- _Exercise description_: The answer must be a single number: how many lines of the records below contain "lamp".

Extracted records Start Marker

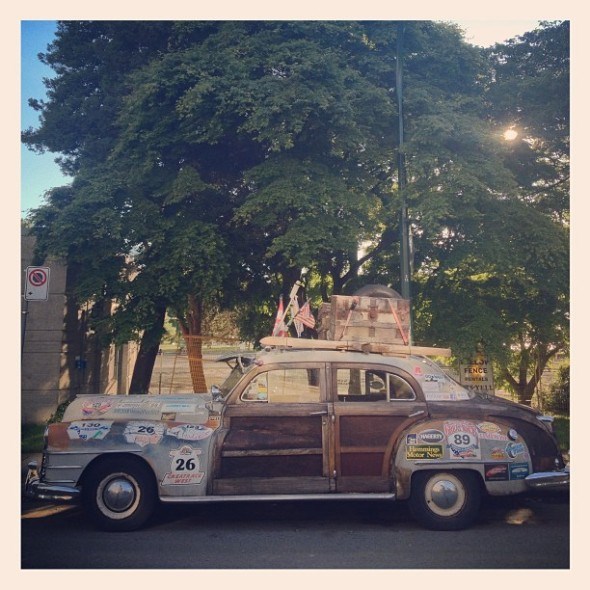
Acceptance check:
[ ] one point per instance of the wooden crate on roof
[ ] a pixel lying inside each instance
(369, 319)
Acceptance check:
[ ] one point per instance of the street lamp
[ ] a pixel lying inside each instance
(510, 134)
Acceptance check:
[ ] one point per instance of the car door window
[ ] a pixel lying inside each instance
(363, 385)
(284, 386)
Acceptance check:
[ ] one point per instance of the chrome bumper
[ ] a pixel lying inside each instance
(549, 480)
(35, 488)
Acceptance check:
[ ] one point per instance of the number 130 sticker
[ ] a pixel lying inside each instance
(185, 467)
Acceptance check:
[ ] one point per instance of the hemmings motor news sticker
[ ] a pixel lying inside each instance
(185, 467)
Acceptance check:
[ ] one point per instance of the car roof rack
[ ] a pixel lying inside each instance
(286, 342)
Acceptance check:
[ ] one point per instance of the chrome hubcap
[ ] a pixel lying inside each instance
(118, 494)
(444, 494)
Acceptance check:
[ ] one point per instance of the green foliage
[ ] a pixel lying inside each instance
(558, 400)
(32, 438)
(214, 160)
(561, 425)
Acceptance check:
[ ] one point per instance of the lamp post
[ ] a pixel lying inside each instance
(404, 229)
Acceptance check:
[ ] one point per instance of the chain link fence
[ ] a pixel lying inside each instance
(179, 366)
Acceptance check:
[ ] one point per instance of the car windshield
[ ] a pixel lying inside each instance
(438, 385)
(240, 365)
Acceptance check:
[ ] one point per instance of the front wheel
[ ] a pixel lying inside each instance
(120, 494)
(445, 500)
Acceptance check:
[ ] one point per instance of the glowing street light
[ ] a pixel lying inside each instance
(510, 134)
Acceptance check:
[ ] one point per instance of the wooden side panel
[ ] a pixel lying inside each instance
(274, 432)
(274, 453)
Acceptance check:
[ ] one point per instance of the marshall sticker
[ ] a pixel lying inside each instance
(426, 436)
(424, 451)
(185, 467)
(89, 430)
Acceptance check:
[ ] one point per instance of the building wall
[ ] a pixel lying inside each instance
(42, 354)
(60, 357)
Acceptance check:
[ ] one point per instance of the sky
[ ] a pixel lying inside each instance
(40, 172)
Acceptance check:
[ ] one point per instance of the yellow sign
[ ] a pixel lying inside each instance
(477, 375)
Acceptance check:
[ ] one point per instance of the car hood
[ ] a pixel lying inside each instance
(188, 407)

Extracted records End Marker

- _Solution below_: 2